What to produce: Convert the lines of the records below, starting at the line containing "Phrase: digger bucket teeth" and ending at the end of the records, into a Markdown table with the columns Row and Line. Number each row, and omit any blank lines.

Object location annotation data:
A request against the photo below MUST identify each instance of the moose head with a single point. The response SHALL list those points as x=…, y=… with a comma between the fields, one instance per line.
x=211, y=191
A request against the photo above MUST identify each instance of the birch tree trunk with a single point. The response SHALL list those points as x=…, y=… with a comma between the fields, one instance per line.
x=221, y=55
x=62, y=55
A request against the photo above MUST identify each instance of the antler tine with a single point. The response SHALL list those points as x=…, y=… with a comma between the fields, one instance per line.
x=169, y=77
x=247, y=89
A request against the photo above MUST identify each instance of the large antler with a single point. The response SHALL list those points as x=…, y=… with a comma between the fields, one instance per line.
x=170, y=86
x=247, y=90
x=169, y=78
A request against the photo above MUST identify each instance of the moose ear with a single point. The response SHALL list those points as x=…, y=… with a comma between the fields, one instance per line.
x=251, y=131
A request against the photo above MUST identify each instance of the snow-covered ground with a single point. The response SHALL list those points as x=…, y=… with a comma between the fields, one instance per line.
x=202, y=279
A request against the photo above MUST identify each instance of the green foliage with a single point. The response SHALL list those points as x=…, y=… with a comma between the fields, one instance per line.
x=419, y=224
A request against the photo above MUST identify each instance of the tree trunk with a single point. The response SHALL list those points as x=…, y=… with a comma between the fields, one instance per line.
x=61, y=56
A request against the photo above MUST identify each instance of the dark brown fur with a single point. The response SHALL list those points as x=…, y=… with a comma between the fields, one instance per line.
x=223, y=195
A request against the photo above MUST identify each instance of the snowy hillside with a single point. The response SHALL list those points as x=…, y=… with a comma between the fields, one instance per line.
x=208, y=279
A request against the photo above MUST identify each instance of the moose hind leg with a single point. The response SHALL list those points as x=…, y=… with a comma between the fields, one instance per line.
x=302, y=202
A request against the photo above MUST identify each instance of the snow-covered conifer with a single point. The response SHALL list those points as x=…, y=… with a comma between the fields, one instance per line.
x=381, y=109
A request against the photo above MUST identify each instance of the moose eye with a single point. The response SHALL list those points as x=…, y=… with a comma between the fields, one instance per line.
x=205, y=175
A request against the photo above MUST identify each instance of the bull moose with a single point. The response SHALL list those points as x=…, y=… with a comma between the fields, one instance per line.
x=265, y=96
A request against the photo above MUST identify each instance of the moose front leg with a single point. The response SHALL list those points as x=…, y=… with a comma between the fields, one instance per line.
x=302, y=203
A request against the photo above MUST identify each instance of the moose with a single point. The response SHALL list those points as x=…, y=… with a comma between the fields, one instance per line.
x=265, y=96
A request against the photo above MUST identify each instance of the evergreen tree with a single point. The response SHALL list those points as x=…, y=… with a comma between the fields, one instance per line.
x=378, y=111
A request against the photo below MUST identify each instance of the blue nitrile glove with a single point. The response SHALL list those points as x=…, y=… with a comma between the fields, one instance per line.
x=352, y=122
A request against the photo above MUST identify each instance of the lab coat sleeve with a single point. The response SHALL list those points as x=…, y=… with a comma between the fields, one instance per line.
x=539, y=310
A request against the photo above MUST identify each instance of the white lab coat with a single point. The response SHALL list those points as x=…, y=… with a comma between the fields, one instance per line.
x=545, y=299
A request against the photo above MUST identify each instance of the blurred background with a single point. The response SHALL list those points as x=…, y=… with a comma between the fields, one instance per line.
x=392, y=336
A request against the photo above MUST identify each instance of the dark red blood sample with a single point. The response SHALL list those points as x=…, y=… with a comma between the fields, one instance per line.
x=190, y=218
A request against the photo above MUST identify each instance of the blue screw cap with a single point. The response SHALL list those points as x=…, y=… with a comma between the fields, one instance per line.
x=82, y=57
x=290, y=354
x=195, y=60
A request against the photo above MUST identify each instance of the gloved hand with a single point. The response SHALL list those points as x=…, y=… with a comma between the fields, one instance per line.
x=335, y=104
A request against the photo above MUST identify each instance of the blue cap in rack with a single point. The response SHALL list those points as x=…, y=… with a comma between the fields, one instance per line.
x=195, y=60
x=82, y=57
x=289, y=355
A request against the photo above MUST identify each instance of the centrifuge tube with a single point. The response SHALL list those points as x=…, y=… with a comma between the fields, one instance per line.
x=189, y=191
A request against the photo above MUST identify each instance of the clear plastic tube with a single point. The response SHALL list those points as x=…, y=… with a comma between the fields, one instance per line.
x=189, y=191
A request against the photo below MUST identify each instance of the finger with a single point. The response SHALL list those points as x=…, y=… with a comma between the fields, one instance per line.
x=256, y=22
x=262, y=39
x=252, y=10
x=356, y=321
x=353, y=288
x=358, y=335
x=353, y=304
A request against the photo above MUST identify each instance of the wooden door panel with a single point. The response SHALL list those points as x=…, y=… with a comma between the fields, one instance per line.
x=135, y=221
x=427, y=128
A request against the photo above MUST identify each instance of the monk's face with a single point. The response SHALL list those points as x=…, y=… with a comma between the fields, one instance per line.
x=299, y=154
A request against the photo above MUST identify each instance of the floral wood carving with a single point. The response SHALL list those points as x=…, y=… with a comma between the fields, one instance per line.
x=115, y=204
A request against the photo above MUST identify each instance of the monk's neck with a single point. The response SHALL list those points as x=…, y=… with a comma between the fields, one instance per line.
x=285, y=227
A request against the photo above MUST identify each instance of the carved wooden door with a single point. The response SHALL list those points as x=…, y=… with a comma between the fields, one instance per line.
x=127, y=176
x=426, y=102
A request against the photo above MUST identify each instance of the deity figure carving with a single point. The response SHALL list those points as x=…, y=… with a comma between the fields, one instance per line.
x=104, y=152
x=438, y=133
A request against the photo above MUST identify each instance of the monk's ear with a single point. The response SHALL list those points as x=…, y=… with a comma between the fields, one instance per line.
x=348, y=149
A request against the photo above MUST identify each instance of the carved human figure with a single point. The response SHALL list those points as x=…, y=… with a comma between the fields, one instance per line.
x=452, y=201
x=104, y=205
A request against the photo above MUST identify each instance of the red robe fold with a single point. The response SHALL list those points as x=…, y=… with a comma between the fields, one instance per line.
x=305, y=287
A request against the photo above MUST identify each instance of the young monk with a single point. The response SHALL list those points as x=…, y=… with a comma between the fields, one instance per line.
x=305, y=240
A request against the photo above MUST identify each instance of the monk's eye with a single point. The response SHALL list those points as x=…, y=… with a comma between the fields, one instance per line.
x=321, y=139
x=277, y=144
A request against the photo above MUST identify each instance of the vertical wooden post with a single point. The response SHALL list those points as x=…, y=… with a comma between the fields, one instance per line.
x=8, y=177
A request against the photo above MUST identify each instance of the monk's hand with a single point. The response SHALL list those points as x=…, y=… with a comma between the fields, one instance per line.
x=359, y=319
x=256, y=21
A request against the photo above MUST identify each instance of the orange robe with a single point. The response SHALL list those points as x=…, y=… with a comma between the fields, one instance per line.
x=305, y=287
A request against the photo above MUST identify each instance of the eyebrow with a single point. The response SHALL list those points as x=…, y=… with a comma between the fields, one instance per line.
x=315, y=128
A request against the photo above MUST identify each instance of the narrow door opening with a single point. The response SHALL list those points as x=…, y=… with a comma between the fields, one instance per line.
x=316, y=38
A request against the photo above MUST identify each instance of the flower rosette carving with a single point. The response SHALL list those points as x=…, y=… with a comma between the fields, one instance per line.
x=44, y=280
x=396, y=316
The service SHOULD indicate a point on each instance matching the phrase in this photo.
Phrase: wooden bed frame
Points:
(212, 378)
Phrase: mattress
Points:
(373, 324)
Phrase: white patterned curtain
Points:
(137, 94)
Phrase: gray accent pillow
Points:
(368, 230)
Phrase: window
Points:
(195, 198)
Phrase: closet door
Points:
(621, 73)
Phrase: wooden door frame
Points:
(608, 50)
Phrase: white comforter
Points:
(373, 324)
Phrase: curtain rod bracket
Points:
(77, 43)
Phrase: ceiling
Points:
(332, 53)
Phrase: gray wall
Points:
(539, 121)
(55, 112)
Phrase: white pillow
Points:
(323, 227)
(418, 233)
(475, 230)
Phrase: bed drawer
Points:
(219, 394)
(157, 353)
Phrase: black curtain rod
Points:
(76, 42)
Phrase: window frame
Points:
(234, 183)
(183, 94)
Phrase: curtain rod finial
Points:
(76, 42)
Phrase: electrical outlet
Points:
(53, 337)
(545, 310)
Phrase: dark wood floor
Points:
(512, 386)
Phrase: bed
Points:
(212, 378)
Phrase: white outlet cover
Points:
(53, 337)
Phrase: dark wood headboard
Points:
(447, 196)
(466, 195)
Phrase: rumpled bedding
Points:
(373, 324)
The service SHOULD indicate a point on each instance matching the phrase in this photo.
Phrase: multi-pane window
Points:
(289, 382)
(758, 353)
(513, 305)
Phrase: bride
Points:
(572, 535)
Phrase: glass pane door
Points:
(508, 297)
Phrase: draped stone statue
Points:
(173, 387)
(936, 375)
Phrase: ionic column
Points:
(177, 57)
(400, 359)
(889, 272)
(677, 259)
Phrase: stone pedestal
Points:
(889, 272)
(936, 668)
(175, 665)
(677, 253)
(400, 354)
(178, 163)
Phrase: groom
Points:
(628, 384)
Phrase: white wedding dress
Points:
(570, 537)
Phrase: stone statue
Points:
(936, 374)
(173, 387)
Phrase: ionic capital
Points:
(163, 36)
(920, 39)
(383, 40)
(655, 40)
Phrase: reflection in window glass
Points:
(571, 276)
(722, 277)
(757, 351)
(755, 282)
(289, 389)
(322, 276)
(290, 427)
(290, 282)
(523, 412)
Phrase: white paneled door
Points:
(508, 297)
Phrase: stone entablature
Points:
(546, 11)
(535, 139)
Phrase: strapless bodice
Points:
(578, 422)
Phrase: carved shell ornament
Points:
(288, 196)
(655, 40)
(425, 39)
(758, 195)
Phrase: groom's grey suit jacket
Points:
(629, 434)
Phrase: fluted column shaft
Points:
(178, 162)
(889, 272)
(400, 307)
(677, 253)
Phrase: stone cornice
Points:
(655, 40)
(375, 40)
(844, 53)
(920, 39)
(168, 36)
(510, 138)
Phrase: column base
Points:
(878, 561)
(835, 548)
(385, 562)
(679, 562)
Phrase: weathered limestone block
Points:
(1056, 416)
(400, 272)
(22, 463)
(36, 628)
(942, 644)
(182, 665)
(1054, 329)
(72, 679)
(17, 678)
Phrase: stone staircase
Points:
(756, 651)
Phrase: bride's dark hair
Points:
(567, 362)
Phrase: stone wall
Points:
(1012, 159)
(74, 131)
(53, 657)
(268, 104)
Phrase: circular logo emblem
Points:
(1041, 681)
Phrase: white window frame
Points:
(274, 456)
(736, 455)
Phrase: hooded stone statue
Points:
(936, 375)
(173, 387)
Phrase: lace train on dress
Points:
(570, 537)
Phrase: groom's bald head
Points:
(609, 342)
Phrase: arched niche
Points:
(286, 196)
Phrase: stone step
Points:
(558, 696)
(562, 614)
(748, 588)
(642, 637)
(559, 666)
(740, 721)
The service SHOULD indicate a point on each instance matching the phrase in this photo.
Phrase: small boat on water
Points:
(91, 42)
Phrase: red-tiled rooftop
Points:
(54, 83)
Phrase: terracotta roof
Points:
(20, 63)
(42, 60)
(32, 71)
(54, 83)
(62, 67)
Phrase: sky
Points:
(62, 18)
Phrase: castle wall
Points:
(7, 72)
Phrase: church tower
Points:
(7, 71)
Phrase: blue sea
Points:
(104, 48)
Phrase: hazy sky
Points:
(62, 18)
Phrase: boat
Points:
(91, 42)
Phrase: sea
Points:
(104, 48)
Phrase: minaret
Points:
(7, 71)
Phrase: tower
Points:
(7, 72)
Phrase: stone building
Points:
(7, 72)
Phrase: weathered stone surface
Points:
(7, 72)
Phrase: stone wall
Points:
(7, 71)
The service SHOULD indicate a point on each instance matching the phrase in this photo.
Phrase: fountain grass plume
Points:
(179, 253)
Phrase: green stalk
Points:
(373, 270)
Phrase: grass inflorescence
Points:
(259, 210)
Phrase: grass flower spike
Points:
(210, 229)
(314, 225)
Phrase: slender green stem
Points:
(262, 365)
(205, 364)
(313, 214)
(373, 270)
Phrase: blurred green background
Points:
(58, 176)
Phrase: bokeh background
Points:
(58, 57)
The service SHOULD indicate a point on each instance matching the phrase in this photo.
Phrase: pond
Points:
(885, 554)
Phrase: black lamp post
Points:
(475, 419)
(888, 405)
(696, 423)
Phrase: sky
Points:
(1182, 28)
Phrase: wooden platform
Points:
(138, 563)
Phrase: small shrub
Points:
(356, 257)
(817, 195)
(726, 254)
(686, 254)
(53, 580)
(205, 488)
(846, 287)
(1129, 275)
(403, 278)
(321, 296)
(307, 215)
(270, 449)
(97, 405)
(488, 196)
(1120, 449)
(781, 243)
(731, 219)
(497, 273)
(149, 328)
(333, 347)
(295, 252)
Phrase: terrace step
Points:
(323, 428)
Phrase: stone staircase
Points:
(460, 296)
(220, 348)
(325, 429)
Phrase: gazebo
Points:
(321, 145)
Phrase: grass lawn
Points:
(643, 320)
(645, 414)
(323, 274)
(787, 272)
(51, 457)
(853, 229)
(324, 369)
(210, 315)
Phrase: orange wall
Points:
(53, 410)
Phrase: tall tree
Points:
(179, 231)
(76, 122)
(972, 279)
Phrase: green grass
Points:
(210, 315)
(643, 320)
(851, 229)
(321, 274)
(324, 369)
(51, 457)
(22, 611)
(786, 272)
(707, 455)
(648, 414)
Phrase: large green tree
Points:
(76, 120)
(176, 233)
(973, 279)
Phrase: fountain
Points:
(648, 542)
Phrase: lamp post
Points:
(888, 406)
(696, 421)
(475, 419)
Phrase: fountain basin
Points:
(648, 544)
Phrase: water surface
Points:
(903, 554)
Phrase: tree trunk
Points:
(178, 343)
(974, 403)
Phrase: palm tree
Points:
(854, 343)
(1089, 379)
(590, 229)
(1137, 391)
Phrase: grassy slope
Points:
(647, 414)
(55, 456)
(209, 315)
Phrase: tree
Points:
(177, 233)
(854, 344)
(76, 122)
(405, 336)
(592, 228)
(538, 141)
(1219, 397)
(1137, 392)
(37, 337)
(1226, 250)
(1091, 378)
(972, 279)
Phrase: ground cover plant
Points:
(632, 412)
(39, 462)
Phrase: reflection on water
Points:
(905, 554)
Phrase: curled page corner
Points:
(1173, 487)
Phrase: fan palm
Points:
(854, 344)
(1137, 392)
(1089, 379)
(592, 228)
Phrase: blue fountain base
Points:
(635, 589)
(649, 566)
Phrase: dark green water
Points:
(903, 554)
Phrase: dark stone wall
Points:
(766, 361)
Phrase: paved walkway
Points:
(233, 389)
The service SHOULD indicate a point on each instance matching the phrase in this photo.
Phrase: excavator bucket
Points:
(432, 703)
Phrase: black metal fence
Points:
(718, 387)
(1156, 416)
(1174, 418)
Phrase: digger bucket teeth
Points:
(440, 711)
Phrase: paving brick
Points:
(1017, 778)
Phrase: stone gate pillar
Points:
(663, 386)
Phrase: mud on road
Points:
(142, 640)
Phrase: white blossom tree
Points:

Answer in full:
| Row | Line |
|---|---|
| 1 | Phrase: digger bucket teeth |
| 2 | Points: |
| 3 | (440, 711) |
| 4 | Phrase: paving brick |
| 5 | Points: |
| 6 | (1017, 778) |
| 7 | Phrase: stone gate pillar |
| 8 | Points: |
| 9 | (663, 386) |
| 10 | Phrase: mud on road |
| 11 | Points: |
| 12 | (142, 640) |
| 13 | Phrase: white blossom tree |
| 14 | Points: |